## Begin SUPPLIED PASSAGE

Rogue elements in the security forces were involved in a deadly plot with loyalist paramilitaries to carry out a series of sectarian murders in Northern Ireland, a devastating new report confirmed today.

Following a four–year inquiry into allegations of widespread collusion between Special Branch, Army officers and Protestant terrorists, Metropolitan Police Commissioner Sir John Sevens concluded there was damning proof of the use of agents in assassinations and the withholding evidence.

Sir John, whose inquiries centred on the shooting of Belfast solicitor Pat Finucane by the Ulster Defence Association in February 1989, said that his killing and the death of Protestant student Brian Adam Lambert in November 1987 could have been prevented.

Launching his report at a press conference, Sir John said his three investigations had been "wilfully obstructed and misled".

He added: "From day one this obstruction was cultural in its nature and widespread within parts of the Army and RUC, the FRU, and RUC Special Branch in particular."

He said rumours and counter–rumours had been spread, "deliberately designed to throw us off course".

Echoing his comments in the report, his inquiries have been the largest investigation ever undertaken in the UK, he said: "It should not have taken 14 years to get to the point we are now.

"None of us are above the law and no future inquiry should have to be conducted in the way we have had to conduct ours."

He said it was "essential to the fight against terrorism here and elsewhere" that his 21 recommendations were implemented in full.

## End SUPPLIED PASSAGE
## Begin SUPPLIED RECORDS

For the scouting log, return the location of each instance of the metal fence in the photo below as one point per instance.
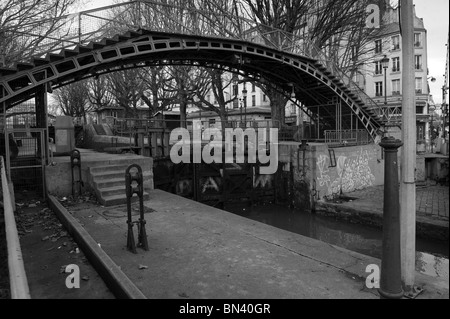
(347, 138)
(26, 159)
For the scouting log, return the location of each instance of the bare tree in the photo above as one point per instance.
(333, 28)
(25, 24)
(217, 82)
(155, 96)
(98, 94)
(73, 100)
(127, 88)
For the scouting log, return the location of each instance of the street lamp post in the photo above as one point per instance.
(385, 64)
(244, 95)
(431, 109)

## End SUPPLIED RECORDS
## Begin SUPPLIED RECORDS

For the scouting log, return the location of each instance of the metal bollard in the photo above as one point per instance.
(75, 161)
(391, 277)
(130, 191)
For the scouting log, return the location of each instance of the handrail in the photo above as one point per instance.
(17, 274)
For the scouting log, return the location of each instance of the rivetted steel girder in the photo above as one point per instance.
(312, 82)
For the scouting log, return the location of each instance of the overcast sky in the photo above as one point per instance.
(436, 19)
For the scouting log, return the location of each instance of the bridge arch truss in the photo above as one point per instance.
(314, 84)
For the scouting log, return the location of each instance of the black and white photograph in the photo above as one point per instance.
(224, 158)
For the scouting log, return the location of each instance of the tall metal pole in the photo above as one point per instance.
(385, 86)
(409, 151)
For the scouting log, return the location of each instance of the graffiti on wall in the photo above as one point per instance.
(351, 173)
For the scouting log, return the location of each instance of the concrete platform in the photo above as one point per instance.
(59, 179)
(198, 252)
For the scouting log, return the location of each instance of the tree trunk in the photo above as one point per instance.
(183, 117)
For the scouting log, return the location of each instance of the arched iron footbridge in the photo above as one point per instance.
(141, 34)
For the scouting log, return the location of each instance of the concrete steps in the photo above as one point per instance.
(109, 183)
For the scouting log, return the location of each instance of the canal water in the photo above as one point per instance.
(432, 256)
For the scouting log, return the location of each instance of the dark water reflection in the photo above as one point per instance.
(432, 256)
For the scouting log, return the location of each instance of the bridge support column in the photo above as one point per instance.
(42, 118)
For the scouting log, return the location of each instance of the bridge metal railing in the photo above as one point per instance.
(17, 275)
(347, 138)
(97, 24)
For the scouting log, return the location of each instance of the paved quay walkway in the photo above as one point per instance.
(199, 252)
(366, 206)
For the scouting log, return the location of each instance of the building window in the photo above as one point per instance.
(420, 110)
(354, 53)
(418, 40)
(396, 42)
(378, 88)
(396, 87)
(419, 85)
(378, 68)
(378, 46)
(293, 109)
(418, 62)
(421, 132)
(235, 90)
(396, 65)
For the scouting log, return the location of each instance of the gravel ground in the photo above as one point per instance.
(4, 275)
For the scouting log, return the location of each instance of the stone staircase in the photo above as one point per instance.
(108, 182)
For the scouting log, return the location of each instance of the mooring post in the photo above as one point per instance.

## End SUPPLIED RECORDS

WHAT TO WORK ON:
- a) Reproduce verbatim the part of the article on the Northern Ireland collusion inquiry starting at "Sir John, whose" and ending at "we are now.".
- b) Resume the article on the Northern Ireland collusion inquiry, picking up after its last sentence.
The items have no connection to the article on the Northern Ireland collusion inquiry.

RESULTS FOR EACH TASK:
- a)
Sir John, whose inquiries centred on the shooting of Belfast solicitor Pat Finucane by the Ulster Defence Association in February 1989, said that his killing and the death of Protestant student Brian Adam Lambert in November 1987 could have been prevented.

Launching his report at a press conference, Sir John said his three investigations had been "wilfully obstructed and misled".

He added: "From day one this obstruction was cultural in its nature and widespread within parts of the Army and RUC, the FRU, and RUC Special Branch in particular."

He said rumours and counter–rumours had been spread, "deliberately designed to throw us off course".

Echoing his comments in the report, his inquiries have been the largest investigation ever undertaken in the UK, he said: "It should not have taken 14 years to get to the point we are now.

- b)
Sir John said: "I will be coming back with Her Majesty's Inspector of Constabulary next January to audit and see they have been enacted."

Sir John's main report, handed over to PSNI Chief Constable Hugh Orde, runs to thousands of pages.

The public report is just 20 pages long. Sir John accepted it was short but said it was "robust".

He said the public report could not go into detail because of the nature of ongoing investigations and further possible criminal charges and prosecutions.

He said every single point was supported by evidence and supported by documentation.

He said he had handed over the full report to retired Canadian judge Peter Corry, who has been asked by the Government to assess whether there should be a public inquiry into the murder of Patrick Finucane.

Sinn Fein said there had to be nothing less than a full international judicial inquiry, which they claimed was needed to get to the heart of British military policy.

Alex Maskey, the party's Lord Mayor of Belfast said: "This is not about rogue elements within the British system. It is about a state policy sanctioned at the highest level."

In his report Sir John said: "My inquiries have highlighted collusion, the wilful failure to keep records, the absence of accountability, the withholding of intelligence and evidence, and the extreme of agents being involved in murder.

"These serious acts and omissions have meant that people have been killed or seriously injured."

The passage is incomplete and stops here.